-------- RECORD EXCERPTS
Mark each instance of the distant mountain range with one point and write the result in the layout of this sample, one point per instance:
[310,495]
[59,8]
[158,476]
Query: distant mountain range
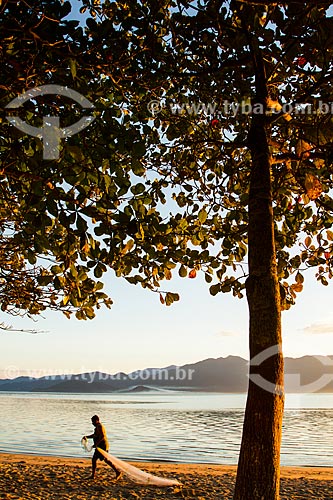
[305,374]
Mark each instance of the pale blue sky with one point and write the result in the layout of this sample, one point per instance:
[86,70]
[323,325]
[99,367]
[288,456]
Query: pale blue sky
[139,332]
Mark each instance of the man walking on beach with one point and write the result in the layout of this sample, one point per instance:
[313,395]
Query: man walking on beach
[100,441]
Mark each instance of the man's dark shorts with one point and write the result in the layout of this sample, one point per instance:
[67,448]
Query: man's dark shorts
[98,456]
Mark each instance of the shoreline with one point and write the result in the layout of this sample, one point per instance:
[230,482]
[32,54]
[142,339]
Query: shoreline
[40,477]
[311,471]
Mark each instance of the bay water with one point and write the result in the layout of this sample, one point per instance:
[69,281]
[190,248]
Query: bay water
[161,426]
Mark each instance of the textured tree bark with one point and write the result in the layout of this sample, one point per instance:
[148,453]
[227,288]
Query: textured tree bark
[258,474]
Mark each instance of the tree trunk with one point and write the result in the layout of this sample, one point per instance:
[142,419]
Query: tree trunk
[258,474]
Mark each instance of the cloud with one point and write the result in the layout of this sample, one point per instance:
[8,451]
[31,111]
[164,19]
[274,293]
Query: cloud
[319,328]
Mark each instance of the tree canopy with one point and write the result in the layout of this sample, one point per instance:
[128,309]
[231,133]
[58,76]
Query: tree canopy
[102,203]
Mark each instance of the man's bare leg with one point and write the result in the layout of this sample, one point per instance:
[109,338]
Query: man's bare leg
[118,473]
[94,466]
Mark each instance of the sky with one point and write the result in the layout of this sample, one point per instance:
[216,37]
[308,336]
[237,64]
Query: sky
[139,332]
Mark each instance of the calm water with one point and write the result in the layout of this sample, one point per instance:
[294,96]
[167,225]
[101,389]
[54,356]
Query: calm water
[190,427]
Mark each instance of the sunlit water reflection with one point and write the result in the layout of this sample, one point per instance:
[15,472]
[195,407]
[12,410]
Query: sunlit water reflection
[190,427]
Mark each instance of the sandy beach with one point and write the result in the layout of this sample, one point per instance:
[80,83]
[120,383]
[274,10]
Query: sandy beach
[28,477]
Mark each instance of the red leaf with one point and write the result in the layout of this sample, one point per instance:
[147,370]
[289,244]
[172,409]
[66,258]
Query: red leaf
[301,61]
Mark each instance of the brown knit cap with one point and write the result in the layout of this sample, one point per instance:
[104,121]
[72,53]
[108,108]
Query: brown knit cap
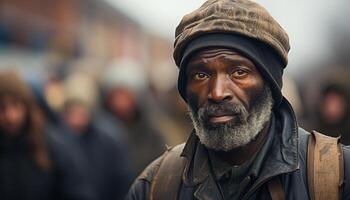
[231,16]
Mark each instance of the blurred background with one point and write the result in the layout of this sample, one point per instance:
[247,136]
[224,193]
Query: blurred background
[96,80]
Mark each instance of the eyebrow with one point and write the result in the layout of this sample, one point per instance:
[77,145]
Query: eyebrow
[236,60]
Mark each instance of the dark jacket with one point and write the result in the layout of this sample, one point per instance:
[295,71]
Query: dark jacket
[105,159]
[22,179]
[286,159]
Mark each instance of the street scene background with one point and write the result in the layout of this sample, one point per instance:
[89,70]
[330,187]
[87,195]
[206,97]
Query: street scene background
[102,75]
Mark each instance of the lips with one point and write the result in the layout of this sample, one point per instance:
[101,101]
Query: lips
[220,119]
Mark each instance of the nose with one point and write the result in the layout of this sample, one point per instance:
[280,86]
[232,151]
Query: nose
[219,89]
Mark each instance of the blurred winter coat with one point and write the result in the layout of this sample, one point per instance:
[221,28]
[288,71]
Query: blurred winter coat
[105,157]
[22,179]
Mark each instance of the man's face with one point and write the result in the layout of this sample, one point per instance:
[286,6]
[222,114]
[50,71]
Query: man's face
[13,114]
[228,100]
[77,118]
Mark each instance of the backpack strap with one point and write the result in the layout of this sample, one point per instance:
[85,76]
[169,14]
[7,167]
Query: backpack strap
[325,167]
[168,179]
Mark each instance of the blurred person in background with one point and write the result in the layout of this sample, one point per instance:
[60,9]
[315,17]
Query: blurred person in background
[34,162]
[105,155]
[124,86]
[332,116]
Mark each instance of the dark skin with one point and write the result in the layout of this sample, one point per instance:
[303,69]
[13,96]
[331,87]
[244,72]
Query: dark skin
[222,75]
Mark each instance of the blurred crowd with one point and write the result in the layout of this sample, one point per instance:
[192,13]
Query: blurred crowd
[80,136]
[104,104]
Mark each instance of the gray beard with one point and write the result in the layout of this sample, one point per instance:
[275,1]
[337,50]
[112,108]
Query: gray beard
[228,136]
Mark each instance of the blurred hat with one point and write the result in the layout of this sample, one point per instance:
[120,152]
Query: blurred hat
[12,83]
[124,73]
[241,25]
[82,88]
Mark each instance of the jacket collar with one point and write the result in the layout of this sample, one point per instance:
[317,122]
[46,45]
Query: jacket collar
[282,157]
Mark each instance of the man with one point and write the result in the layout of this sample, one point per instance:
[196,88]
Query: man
[245,143]
[106,157]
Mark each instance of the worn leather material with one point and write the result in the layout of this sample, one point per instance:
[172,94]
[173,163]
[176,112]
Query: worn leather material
[287,160]
[325,167]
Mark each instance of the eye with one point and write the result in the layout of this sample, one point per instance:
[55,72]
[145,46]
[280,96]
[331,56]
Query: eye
[200,76]
[239,73]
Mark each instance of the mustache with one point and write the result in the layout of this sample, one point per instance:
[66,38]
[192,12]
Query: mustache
[226,108]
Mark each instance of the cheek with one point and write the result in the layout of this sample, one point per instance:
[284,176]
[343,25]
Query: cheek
[250,90]
[196,95]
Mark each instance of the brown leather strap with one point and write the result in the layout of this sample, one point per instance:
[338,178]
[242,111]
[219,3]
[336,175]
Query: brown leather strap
[275,189]
[325,167]
[168,179]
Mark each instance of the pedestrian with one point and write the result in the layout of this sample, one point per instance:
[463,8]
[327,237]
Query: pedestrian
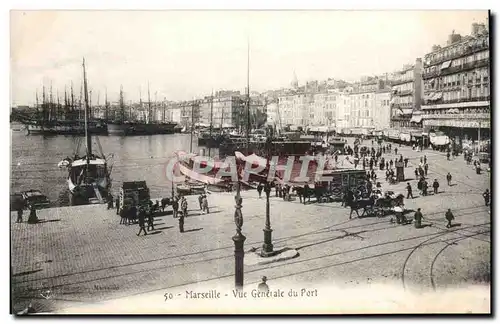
[19,214]
[418,218]
[184,206]
[32,219]
[175,206]
[449,217]
[435,185]
[263,287]
[298,190]
[409,191]
[424,187]
[110,201]
[306,193]
[142,221]
[118,205]
[181,223]
[486,196]
[150,220]
[259,189]
[204,204]
[200,198]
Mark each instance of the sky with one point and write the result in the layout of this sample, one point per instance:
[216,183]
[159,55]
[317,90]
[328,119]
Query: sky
[187,54]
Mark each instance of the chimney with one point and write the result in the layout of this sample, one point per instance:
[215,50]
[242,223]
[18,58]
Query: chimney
[475,29]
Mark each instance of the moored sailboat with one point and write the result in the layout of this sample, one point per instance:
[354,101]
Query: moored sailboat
[89,178]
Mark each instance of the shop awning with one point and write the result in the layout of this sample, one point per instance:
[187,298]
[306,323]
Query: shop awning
[416,119]
[446,65]
[429,96]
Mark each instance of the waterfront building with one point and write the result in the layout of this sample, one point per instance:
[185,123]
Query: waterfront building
[189,113]
[363,103]
[382,109]
[457,86]
[407,92]
[227,109]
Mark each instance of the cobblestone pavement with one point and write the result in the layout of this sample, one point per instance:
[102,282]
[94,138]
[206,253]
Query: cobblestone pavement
[82,254]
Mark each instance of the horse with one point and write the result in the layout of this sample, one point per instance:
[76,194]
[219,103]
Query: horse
[365,204]
[164,203]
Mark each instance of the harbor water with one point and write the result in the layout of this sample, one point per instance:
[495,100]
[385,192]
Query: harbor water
[34,160]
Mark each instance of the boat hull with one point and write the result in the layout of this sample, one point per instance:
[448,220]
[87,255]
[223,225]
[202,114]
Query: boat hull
[85,194]
[130,129]
[68,129]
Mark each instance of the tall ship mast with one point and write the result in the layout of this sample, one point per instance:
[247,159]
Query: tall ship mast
[89,178]
[148,126]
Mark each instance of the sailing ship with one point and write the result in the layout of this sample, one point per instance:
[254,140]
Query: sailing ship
[124,127]
[89,178]
[57,119]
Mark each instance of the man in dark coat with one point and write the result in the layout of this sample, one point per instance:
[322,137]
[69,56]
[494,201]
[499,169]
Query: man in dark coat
----------------
* _TASK STATEMENT_:
Reproduce the lines from the one containing "Mark each instance of the boat" through the end of the records, swapping "sailing ship" for "schooner" and leaving everything else unchanged.

* _EXERCISE RESULT_:
Mark each instance of the boat hull with one point and write the result in the layout of this sample, one point per instance:
[448,220]
[87,255]
[223,225]
[202,114]
Query: boat hull
[85,194]
[130,129]
[68,129]
Mark each instance of the tall ship mast with one point and write the result in the layout of this sample, one point per instance:
[247,159]
Query: tall ship mast
[89,178]
[148,126]
Mark each instance of the schooner with one point and write the result in the layout of this sample, one point per instance:
[254,140]
Query: schooner
[124,127]
[89,178]
[57,119]
Mark each instance of the man in dark coat with one point and write the result in the layout of this sample, one point per instance:
[322,137]
[69,56]
[494,201]
[499,169]
Query: man in dark coat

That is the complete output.